→ **WORK REQUIRED**
How many lines of the material contain the word "green"? Give only the number.

→ **INFORMATION SUPPLIED**

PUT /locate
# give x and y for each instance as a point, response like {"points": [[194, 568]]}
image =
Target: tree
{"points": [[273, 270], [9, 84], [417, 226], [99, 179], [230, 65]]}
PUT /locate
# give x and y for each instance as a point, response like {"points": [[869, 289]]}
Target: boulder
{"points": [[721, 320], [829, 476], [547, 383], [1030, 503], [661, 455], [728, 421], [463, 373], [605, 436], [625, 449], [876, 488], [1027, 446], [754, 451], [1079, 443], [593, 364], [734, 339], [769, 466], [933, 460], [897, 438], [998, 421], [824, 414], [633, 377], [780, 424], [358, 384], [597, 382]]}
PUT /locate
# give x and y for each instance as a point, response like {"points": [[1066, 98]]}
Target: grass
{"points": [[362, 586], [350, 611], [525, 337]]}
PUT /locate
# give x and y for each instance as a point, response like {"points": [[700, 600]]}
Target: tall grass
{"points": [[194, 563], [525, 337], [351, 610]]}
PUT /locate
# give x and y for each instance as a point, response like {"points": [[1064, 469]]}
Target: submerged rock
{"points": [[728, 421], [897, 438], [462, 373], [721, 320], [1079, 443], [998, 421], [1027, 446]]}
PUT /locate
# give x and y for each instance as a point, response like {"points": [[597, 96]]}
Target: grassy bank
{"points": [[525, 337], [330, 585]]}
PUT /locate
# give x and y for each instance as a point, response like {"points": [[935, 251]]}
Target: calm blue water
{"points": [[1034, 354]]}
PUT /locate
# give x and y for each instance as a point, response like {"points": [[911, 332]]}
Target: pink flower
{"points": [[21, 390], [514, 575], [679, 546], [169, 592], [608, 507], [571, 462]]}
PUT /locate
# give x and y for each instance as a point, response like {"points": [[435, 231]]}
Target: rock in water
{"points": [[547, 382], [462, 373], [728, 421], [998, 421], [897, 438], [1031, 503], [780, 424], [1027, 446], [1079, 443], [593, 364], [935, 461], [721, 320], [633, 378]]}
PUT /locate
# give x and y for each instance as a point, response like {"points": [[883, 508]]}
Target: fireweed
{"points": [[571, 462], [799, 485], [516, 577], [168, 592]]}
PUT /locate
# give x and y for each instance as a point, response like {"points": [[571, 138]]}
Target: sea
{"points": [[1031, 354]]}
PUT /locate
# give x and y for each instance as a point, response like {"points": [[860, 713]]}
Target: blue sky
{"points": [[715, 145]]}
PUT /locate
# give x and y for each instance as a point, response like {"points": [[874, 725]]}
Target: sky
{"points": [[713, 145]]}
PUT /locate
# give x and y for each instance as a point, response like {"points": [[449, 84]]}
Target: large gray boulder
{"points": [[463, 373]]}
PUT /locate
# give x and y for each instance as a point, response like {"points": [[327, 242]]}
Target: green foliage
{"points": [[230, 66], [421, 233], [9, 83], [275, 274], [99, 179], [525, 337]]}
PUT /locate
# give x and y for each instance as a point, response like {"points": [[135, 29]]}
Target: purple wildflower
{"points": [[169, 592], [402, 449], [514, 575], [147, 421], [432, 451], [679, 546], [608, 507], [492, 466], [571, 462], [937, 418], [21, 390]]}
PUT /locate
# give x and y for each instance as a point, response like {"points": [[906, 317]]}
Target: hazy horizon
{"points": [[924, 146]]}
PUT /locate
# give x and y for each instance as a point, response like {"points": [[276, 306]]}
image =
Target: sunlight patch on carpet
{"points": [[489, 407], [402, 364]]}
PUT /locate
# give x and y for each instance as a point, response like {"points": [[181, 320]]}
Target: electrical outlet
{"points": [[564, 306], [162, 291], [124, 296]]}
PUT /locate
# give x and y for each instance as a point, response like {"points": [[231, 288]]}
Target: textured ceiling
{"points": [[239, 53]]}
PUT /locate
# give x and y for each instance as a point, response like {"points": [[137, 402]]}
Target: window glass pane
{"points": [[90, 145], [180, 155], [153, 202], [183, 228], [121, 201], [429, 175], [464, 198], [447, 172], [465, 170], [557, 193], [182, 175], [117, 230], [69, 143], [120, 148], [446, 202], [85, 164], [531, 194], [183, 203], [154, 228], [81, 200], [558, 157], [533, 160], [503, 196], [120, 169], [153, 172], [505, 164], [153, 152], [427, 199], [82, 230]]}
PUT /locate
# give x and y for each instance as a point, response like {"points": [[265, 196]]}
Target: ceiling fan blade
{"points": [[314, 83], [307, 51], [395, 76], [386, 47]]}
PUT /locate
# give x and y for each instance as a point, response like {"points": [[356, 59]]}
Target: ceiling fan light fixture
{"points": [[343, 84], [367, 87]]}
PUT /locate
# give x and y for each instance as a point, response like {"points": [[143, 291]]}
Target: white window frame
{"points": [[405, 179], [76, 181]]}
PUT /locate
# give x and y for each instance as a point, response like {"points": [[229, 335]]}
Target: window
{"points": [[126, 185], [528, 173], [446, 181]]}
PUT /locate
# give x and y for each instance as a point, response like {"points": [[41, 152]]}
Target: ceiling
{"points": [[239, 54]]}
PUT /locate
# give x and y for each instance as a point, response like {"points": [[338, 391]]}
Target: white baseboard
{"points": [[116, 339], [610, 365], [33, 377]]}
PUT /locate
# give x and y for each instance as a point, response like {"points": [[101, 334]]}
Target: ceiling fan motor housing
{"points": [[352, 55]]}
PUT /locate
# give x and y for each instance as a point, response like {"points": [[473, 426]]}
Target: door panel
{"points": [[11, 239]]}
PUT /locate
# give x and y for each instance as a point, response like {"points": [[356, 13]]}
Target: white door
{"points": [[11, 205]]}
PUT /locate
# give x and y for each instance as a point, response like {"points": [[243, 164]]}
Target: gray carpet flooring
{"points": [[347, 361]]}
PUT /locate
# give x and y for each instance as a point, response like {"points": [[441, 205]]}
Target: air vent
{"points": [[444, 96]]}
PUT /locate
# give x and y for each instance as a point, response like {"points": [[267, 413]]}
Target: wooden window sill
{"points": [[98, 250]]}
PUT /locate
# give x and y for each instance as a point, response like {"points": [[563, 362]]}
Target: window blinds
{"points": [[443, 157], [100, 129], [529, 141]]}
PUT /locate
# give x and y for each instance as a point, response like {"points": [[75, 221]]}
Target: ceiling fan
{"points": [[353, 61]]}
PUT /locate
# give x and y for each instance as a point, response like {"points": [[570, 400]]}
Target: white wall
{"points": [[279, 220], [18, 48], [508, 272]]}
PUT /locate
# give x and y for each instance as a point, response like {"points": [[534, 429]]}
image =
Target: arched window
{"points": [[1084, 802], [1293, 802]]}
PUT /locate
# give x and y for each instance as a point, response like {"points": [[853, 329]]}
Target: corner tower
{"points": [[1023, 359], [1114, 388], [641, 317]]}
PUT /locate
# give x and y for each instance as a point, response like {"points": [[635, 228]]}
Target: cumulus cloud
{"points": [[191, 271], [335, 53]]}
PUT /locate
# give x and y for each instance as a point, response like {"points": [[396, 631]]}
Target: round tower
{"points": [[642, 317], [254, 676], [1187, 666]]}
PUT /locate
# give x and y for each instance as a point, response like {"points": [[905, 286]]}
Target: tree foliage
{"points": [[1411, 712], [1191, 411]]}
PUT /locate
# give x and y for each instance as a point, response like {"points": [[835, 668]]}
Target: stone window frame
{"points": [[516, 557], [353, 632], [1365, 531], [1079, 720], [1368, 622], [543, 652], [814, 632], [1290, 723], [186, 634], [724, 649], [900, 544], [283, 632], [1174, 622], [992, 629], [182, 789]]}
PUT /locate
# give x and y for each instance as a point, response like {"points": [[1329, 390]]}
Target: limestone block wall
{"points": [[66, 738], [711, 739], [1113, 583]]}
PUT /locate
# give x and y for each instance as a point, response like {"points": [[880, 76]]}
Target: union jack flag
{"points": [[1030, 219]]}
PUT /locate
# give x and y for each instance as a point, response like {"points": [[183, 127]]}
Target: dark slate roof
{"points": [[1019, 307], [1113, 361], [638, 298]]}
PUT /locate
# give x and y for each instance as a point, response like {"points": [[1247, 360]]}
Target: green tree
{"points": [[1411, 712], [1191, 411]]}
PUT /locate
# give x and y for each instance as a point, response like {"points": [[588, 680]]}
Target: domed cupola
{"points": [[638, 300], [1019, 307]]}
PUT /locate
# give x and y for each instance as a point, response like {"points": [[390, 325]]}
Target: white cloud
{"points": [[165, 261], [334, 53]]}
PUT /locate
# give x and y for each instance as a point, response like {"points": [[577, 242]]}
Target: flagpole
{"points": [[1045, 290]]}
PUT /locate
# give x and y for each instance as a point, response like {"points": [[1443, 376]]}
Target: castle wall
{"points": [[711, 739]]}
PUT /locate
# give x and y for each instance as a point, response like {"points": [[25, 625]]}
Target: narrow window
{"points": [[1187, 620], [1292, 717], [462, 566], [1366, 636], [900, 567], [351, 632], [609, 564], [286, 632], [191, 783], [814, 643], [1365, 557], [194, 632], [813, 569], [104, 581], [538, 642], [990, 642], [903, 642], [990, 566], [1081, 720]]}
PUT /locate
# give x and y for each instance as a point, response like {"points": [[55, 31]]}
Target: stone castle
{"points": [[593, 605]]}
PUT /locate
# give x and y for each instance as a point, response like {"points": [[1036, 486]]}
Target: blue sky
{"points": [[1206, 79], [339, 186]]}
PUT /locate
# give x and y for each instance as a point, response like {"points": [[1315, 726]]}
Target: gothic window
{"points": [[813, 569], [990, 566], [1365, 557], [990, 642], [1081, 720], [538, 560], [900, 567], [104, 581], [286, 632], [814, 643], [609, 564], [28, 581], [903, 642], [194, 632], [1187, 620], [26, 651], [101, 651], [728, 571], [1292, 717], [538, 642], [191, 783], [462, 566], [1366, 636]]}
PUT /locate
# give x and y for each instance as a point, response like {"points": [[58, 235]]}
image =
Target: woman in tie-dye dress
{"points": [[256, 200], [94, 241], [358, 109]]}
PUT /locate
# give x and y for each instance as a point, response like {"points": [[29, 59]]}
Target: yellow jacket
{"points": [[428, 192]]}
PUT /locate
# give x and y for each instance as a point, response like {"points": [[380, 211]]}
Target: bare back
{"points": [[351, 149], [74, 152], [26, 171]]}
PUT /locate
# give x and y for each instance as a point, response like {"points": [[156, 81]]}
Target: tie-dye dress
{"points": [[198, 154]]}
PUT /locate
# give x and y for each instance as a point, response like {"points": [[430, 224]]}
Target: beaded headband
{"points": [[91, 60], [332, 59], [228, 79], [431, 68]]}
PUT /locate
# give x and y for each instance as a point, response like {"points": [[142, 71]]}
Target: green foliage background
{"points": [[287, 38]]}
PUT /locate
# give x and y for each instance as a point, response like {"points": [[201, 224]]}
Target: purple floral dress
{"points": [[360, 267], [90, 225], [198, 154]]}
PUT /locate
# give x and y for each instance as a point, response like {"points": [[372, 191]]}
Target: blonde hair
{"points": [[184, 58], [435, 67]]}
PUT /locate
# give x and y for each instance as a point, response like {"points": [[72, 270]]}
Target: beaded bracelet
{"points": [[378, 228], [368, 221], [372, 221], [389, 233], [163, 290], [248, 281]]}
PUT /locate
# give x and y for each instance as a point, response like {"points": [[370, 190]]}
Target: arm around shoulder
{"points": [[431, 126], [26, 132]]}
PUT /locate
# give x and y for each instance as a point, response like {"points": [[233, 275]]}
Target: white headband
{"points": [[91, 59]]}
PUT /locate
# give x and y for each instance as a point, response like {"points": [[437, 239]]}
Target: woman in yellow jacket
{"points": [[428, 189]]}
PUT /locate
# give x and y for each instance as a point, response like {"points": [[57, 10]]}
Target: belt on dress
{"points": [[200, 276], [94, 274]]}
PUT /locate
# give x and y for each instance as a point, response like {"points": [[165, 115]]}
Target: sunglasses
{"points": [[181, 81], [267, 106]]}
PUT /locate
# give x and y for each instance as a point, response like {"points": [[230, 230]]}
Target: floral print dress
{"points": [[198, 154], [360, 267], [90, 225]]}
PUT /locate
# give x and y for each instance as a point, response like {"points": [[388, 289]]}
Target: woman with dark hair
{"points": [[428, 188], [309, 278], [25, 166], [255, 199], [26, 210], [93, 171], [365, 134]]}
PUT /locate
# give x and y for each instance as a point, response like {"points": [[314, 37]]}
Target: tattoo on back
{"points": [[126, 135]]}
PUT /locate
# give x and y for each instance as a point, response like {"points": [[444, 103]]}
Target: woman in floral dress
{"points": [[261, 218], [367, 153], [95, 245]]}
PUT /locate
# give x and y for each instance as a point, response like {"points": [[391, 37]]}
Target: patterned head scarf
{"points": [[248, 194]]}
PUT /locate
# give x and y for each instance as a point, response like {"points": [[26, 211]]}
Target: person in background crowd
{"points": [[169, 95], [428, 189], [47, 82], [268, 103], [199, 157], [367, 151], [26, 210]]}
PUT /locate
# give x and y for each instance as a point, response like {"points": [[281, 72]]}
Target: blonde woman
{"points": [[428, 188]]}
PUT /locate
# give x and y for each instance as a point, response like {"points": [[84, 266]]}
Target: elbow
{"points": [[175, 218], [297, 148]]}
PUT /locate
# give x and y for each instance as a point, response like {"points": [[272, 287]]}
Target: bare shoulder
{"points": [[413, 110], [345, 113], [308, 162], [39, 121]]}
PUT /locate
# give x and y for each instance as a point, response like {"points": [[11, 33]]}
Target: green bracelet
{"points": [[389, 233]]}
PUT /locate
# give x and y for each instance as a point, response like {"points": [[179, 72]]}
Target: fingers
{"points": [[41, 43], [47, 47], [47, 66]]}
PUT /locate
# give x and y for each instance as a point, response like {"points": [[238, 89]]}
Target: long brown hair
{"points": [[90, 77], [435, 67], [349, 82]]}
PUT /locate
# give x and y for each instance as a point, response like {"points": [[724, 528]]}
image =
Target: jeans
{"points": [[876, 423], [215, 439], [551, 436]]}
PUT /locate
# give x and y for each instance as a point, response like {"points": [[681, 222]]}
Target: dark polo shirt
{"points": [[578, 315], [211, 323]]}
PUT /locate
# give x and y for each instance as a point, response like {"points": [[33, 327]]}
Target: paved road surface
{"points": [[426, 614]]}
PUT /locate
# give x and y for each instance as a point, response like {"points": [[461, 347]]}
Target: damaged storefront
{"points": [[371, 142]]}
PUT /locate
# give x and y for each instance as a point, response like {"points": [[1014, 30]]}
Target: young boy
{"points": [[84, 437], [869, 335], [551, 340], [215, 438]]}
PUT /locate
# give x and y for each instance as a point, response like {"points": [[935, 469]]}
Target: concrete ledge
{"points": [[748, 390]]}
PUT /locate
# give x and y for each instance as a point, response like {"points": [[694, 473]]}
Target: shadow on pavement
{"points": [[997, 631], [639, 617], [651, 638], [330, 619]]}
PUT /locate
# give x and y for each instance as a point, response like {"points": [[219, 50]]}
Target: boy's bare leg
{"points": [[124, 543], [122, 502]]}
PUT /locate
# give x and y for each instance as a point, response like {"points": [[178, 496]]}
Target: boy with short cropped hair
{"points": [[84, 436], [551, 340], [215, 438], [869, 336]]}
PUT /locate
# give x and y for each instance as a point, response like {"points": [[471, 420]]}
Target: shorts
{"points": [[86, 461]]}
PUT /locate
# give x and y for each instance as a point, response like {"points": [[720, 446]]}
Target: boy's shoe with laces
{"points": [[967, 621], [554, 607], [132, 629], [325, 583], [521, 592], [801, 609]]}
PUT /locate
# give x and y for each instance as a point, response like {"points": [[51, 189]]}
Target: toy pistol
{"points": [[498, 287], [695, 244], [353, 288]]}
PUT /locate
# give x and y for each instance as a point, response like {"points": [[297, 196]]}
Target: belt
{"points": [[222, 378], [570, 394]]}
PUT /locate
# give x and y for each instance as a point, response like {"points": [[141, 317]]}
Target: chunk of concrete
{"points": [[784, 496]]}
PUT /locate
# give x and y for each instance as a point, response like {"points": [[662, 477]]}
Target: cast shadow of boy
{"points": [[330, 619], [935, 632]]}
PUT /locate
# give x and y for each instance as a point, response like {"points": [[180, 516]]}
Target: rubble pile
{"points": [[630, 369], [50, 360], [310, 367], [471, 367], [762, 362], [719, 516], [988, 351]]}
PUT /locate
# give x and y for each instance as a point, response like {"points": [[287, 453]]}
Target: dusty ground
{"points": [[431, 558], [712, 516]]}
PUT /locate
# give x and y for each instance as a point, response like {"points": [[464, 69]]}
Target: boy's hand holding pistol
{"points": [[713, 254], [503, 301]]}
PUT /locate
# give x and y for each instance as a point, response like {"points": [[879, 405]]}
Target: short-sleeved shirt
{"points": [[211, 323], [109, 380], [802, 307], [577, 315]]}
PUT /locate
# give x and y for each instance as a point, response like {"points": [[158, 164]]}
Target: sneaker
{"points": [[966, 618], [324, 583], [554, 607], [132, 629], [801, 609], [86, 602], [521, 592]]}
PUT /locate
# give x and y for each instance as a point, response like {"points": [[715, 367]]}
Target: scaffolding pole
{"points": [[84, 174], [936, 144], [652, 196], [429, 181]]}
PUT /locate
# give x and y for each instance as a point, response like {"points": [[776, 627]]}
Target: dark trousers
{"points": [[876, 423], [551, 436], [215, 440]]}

→ **FULL OUTPUT**
4